-- Material to process follows --

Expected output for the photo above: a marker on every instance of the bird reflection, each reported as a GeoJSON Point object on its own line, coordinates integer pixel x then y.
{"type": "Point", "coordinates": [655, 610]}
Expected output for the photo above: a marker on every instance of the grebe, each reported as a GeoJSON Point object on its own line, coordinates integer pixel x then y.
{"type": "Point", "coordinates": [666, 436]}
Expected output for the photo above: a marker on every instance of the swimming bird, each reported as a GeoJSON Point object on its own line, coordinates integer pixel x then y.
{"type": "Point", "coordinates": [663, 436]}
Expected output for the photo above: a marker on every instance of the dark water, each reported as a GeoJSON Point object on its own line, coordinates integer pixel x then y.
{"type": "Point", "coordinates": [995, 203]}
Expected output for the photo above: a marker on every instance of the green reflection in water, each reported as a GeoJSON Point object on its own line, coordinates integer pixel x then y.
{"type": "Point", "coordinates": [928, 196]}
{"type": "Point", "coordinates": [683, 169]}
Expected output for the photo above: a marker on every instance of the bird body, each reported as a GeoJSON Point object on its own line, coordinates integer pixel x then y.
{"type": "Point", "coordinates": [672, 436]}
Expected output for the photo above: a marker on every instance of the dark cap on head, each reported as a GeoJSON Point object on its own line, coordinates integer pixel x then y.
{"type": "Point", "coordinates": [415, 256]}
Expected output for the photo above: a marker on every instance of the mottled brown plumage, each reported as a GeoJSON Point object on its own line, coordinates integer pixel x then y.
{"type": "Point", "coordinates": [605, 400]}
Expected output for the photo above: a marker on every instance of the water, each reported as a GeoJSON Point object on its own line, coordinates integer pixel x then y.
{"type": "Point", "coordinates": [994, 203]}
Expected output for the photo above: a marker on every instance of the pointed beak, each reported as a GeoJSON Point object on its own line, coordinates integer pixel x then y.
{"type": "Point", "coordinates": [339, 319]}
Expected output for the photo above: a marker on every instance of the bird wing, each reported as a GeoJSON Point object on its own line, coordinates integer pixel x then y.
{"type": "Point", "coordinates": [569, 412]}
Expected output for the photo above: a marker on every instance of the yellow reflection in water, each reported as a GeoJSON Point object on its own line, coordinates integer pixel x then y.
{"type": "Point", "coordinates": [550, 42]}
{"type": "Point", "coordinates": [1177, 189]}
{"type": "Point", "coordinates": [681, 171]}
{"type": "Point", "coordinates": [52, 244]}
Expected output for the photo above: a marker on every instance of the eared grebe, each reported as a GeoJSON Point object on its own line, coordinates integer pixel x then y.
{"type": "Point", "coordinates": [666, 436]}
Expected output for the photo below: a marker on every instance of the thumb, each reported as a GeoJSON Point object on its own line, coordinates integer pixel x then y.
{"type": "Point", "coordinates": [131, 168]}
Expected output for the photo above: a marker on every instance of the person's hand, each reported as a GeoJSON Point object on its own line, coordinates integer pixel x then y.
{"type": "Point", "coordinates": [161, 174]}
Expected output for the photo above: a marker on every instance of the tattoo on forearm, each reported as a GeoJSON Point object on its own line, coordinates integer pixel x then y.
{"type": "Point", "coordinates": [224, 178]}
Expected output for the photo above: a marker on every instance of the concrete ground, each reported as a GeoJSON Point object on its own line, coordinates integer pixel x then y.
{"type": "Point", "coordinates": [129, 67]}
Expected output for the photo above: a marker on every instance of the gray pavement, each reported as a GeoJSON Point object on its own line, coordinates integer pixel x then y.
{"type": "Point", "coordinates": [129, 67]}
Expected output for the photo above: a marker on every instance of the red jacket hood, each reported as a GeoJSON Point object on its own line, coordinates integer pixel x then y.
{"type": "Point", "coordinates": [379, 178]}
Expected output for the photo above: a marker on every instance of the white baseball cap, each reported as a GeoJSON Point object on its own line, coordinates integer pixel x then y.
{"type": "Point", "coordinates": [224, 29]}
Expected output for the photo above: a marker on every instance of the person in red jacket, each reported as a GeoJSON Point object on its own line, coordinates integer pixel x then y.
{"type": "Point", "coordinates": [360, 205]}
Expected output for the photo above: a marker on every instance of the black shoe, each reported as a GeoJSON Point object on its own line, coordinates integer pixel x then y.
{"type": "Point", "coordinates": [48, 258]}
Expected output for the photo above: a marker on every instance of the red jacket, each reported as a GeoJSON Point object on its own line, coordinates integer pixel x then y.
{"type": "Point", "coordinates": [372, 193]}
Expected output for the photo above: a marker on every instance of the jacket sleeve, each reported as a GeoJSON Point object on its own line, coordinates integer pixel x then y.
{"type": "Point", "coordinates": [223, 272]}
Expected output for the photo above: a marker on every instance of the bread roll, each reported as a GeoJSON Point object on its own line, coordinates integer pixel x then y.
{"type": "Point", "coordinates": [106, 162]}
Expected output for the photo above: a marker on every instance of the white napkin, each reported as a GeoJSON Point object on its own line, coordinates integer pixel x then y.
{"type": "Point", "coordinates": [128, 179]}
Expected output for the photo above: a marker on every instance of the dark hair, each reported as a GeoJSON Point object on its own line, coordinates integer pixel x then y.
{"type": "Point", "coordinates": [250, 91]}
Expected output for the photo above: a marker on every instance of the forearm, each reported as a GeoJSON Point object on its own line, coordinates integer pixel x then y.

-- Material to process concluded --
-- Material to process follows --

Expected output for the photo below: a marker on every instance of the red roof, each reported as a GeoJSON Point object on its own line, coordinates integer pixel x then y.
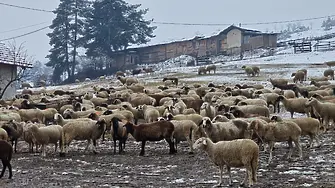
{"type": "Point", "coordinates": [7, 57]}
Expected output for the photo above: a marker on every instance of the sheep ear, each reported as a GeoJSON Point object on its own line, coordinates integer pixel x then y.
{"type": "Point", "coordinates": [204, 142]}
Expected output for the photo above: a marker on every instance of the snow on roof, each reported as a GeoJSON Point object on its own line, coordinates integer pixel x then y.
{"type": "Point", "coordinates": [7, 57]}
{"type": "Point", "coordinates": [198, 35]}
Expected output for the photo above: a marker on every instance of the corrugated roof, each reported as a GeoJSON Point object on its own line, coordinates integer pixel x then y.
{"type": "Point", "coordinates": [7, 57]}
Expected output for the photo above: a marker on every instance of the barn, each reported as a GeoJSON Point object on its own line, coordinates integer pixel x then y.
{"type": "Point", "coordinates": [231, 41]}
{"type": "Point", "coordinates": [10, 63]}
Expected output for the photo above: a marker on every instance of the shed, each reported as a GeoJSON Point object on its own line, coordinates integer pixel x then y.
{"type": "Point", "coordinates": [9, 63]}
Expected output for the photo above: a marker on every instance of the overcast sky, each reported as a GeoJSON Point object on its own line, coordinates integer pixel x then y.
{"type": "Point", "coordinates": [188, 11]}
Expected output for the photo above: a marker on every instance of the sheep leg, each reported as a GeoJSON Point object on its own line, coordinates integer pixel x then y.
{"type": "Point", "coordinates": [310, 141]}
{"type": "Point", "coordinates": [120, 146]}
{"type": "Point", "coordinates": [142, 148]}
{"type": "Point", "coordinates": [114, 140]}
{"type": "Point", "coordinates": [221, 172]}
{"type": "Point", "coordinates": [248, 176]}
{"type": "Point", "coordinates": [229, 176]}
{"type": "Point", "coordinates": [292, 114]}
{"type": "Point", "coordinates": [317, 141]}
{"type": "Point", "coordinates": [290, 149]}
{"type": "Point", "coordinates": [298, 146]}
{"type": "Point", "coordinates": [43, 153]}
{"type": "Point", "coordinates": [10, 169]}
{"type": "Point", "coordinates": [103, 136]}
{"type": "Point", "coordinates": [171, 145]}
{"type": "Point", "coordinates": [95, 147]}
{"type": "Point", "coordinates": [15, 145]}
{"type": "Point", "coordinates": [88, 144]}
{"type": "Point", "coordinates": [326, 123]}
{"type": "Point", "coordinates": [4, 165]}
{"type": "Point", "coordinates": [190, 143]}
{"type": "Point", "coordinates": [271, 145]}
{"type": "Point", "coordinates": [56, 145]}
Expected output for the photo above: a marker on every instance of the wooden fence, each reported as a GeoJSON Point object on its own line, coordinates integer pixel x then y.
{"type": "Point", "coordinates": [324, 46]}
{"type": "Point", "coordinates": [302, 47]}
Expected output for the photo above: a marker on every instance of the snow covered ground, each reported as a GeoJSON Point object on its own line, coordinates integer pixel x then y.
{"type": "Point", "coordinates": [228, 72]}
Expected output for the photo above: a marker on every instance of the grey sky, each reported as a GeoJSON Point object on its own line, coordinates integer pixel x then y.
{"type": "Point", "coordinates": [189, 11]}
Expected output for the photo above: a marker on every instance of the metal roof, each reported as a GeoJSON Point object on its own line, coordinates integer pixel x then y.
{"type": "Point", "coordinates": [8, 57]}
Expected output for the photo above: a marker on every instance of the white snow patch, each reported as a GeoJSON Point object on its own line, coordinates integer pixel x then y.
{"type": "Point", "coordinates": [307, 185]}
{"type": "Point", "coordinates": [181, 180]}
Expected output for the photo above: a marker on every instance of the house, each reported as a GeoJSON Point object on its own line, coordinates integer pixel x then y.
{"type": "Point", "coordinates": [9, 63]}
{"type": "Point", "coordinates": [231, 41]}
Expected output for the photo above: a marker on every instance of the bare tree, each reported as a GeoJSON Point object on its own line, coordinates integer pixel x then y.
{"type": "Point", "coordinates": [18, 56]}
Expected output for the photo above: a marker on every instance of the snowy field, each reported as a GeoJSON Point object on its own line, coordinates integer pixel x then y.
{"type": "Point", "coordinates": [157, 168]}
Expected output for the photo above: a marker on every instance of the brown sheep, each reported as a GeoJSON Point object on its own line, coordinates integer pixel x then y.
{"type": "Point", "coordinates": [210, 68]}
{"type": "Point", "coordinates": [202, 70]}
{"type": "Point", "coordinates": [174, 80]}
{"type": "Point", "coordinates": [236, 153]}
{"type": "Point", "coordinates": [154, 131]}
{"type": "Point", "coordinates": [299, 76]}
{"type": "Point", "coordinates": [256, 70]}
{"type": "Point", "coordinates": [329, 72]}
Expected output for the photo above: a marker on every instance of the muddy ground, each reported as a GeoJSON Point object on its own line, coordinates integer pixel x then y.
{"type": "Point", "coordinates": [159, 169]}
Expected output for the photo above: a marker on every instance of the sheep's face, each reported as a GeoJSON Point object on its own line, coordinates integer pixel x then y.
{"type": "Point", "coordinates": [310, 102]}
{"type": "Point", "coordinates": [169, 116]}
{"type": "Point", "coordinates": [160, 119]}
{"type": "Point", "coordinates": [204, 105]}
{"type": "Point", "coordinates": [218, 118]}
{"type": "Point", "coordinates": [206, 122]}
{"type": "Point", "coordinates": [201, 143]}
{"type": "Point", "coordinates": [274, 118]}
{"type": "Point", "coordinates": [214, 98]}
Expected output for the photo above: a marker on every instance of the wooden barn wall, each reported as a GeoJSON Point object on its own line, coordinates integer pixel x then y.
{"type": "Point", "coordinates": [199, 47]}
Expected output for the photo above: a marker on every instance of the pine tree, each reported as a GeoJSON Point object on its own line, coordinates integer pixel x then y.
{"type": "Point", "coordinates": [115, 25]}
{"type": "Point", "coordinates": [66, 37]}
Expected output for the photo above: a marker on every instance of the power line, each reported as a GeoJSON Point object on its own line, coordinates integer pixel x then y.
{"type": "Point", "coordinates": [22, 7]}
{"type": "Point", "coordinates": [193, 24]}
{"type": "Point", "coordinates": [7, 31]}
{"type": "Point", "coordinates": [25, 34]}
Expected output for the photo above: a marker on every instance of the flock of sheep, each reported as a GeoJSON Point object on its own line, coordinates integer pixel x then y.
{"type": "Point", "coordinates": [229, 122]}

-- Material to process concluded --

§ **Required work**
Copy word for word the stretch of entries above from the line that has "of the bread" through the line that has "the forearm, each", both ends included, and nothing outside it.

§ **Task result**
Expected output for the photo above: a marker on every instance of the bread roll, each reported as a GeoJSON Point object on its own line, coordinates integer pixel x then y.
{"type": "Point", "coordinates": [106, 162]}
Expected output for the photo above: a marker on every instance of the white napkin, each reported as a GeoJSON Point object on its own line, coordinates integer pixel x then y.
{"type": "Point", "coordinates": [128, 179]}
Expected output for the photo above: a marker on every instance of the dark hair, each reported as a GeoJSON Point object on its own line, coordinates integer pixel x then y.
{"type": "Point", "coordinates": [250, 91]}
Expected output for the photo above: a marker on every instance of the forearm, each reported as a GeoJSON Point object on its own line, coordinates integer pixel x then y.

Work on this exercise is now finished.